» **INSTRUCTION**:
Copy the records below with each occurrence of "screenshot" changed to "photo" and nothing else altered. Omit the pictures from your copy.

** Begin **

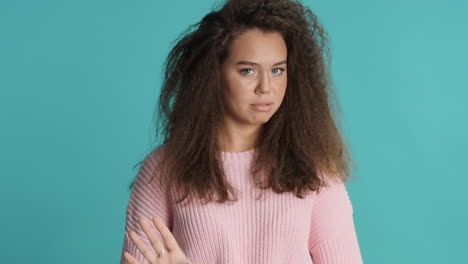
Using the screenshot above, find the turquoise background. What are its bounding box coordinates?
[0,0,468,264]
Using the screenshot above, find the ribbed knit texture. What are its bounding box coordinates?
[120,145,363,264]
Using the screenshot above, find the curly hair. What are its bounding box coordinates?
[132,0,352,206]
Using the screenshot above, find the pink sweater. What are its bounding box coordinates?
[120,145,363,264]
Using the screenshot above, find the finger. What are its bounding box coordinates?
[130,231,156,263]
[153,216,179,251]
[124,251,141,264]
[139,217,165,254]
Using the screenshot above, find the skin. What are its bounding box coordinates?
[218,28,287,152]
[124,29,287,264]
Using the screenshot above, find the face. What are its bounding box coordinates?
[221,29,287,127]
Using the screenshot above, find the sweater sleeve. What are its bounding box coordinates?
[308,176,363,264]
[120,149,173,264]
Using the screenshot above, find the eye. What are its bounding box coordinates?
[273,68,284,75]
[240,68,252,75]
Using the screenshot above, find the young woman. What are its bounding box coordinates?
[121,0,362,264]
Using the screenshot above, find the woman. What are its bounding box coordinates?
[121,0,362,264]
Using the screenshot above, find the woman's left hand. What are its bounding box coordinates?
[124,216,195,264]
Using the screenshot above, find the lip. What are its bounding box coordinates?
[253,101,273,105]
[252,102,273,112]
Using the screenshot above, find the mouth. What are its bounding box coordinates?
[251,103,273,112]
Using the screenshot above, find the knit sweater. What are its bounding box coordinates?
[120,144,363,264]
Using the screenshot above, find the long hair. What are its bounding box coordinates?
[132,0,353,206]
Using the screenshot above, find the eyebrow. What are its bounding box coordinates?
[235,60,287,66]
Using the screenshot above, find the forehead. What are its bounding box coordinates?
[227,29,287,64]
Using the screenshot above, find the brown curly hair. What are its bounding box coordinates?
[132,0,352,206]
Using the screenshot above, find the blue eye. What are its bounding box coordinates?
[240,68,252,75]
[273,68,284,73]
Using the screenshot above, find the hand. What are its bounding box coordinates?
[124,216,195,264]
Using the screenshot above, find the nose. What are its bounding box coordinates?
[255,72,270,94]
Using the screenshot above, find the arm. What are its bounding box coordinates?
[120,146,172,264]
[309,176,363,264]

** End **

» **FULL OUTPUT**:
Using the photo above, find the turquoise background. What are its bounding box coordinates?
[0,0,468,264]
Using the photo above, find the ribbed knit texture. What are its bounding box coordinates?
[120,145,363,264]
Using the photo above, find the curly hair. What are its bounding box coordinates?
[132,0,352,206]
Using the photo above, find the pink sweater. What are its bounding box coordinates?
[120,145,363,264]
Using the photo above, find the finger. What are its bounding box coordinates?
[130,231,156,263]
[153,216,179,251]
[124,251,141,264]
[139,217,165,254]
Using the photo above, find the skin. What are its bounding box coordinates?
[218,28,287,152]
[124,29,287,264]
Using the photo above, find the face. What are its bounding box coordinates?
[221,29,287,127]
Using the photo above, find the sweater sleeve. What are its bounding box coordinates?
[308,176,363,264]
[120,149,173,264]
Using the photo above, find the eye. What are its bounding box coordinates?
[273,68,284,75]
[240,68,252,75]
Using the photo above, find the young woman. What are its bounding box coordinates?
[121,0,362,264]
Using the photo above, find the woman. What are its bounding box coordinates?
[121,0,362,264]
Using the photo above, find the woman's left hand. What are its bounding box coordinates?
[124,216,195,264]
Using the photo above, find the lip. What are its bounding box coordinates?
[253,101,273,105]
[252,102,273,112]
Using the photo above, find the mouth. What are its bounding box coordinates?
[251,103,273,112]
Using the photo above, find the knit sweater. What are its bounding box coordinates?
[120,144,363,264]
Using the photo above, find the long hair. What are its bounding box coordinates?
[132,0,353,206]
Using the photo above, find the eyebrow. What are its bounding box coordinates?
[235,60,287,66]
Using the photo above, find the forehead. What are its bounding box coordinates?
[227,29,287,64]
Using the photo above, find the brown curly hair. What are its bounding box coordinates?
[132,0,352,206]
Using the photo above, find the blue eye. What are its bounding box coordinates?
[240,68,252,75]
[273,68,284,73]
Using the photo above, find the hand. What are its bounding box coordinates?
[124,216,195,264]
Using the photo above, find the nose. What are its bounding box coordinates?
[255,72,270,94]
Using the photo above, find the arm. What are its bounding box coordinates?
[120,146,172,264]
[309,176,363,264]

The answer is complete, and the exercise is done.